(Location annotation dataset excerpts)
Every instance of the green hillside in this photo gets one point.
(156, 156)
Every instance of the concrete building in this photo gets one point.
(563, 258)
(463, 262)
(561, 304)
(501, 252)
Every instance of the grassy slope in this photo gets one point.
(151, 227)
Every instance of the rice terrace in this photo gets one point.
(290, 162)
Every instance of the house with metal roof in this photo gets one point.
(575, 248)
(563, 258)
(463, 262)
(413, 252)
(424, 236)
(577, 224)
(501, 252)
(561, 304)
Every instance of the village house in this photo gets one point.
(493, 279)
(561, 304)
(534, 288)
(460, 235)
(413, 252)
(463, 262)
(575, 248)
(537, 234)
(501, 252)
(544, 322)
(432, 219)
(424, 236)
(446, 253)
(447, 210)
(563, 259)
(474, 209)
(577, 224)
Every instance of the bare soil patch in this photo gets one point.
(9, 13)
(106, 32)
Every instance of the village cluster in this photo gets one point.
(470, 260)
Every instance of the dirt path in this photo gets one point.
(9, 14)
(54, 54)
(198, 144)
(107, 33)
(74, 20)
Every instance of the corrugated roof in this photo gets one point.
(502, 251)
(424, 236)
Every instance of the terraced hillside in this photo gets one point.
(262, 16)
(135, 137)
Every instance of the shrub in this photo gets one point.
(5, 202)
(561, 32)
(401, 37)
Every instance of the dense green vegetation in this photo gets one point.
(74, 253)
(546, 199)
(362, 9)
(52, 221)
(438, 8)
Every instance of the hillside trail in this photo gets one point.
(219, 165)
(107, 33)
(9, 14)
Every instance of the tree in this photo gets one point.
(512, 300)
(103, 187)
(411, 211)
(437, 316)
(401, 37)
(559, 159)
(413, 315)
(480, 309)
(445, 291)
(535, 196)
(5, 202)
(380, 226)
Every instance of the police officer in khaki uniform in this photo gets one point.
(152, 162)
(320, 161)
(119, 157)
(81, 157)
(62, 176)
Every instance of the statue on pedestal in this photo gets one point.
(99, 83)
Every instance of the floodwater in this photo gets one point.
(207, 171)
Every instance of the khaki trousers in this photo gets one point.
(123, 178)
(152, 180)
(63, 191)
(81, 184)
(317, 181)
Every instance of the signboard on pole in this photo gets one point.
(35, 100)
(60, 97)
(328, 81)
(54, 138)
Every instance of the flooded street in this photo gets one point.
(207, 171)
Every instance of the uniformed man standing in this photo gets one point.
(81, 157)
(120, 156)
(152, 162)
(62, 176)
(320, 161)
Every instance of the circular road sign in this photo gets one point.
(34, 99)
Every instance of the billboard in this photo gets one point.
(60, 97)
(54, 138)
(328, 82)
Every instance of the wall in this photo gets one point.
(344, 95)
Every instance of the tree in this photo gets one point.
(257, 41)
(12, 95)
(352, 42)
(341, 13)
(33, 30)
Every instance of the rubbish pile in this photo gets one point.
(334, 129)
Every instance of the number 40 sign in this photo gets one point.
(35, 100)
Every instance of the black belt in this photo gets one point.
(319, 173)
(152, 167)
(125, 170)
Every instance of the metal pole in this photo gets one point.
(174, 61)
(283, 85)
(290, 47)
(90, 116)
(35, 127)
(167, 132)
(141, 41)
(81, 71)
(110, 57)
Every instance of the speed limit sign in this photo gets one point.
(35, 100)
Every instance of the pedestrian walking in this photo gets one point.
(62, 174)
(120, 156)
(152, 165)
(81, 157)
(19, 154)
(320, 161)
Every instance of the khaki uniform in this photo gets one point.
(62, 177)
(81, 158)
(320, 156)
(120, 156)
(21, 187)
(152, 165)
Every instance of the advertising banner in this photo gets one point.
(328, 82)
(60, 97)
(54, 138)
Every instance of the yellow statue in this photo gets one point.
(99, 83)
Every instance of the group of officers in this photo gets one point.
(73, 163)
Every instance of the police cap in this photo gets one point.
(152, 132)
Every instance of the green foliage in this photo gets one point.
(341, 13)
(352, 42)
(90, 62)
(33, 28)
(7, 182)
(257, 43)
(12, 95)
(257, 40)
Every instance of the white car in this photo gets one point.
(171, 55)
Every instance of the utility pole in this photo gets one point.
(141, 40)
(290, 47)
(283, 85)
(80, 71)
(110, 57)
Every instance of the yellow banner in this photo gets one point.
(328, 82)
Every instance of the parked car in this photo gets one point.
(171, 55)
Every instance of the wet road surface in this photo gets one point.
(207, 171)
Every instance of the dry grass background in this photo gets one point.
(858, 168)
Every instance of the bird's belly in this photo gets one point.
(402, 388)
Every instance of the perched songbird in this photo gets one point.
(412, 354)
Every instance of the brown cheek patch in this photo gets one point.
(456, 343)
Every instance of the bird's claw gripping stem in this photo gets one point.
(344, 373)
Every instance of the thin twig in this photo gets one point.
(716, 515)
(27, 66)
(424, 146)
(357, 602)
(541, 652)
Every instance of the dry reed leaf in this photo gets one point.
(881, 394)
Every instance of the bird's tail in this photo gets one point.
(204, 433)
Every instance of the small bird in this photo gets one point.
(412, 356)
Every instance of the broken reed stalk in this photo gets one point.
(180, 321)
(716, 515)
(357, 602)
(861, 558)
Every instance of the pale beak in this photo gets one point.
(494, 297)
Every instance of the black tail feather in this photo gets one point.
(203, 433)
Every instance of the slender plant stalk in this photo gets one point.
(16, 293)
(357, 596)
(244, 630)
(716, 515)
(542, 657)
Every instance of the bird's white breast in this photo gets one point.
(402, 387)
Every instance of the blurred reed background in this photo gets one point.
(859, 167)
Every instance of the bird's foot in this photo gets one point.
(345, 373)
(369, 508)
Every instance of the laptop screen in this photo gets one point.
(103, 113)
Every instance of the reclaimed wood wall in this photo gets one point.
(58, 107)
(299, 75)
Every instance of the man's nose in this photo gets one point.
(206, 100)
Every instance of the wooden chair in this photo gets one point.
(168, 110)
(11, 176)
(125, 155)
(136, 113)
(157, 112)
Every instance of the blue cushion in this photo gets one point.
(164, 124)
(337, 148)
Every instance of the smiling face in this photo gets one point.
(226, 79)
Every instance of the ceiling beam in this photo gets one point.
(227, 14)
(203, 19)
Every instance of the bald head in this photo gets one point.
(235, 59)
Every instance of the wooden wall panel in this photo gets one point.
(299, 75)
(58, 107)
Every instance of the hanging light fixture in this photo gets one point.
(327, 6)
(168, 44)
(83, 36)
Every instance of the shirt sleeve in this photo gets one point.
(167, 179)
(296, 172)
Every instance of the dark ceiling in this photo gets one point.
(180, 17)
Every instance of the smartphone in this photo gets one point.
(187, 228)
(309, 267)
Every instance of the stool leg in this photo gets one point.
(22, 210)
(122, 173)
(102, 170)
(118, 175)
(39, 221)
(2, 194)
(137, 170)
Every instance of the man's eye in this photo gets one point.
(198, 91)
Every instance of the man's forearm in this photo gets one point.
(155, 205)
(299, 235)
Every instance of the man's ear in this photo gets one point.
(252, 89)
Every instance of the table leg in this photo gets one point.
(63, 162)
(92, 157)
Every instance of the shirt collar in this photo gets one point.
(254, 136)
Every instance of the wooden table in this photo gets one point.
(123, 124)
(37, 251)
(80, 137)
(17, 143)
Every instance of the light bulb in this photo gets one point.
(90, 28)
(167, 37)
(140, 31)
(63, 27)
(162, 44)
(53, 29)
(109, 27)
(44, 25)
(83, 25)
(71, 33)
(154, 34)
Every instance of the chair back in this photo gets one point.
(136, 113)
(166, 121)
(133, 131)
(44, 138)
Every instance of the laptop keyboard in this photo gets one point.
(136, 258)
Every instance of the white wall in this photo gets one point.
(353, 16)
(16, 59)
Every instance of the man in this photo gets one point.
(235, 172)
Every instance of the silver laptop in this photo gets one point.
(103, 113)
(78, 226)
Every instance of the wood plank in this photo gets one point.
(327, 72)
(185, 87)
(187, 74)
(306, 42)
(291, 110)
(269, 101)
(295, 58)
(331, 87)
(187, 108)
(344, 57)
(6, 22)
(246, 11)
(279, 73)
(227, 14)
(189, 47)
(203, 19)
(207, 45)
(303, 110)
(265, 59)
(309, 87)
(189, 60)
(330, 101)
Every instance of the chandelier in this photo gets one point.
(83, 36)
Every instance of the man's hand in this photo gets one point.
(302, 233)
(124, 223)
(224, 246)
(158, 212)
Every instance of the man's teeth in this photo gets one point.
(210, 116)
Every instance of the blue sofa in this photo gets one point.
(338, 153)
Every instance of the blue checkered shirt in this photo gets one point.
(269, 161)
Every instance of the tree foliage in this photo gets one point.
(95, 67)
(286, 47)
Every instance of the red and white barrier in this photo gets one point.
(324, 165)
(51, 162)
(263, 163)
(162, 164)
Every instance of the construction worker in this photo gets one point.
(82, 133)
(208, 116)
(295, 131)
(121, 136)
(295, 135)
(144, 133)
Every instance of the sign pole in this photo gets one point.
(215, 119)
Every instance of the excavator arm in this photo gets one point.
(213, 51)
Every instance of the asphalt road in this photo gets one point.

_Task objective_.
Repeat, character for character, the lines from the one that holds "Every instance of the man's teeth" to the final line of the material, inclusive, and no other lines.

_Result below_.
Every instance of the man's teeth in this photo gets one point.
(210, 116)
Every instance of the blue sofa in this photo gets one point.
(338, 153)
Every instance of the blue checkered shirt in this photo gets one point.
(269, 161)
Every instance of the tree foliage in this photo gets one point.
(95, 67)
(286, 47)
Every instance of the red and white barrier in this photo gets one point.
(324, 165)
(51, 162)
(263, 163)
(162, 164)
Every instance of the construction worker in this photo gets one point.
(82, 133)
(208, 116)
(295, 131)
(121, 136)
(295, 135)
(144, 133)
Every instance of the sign pole in this photo gets one point.
(215, 119)
Every instance of the excavator arm in this photo gets one point.
(213, 51)
Every instance of the asphalt road in this photo gets one point.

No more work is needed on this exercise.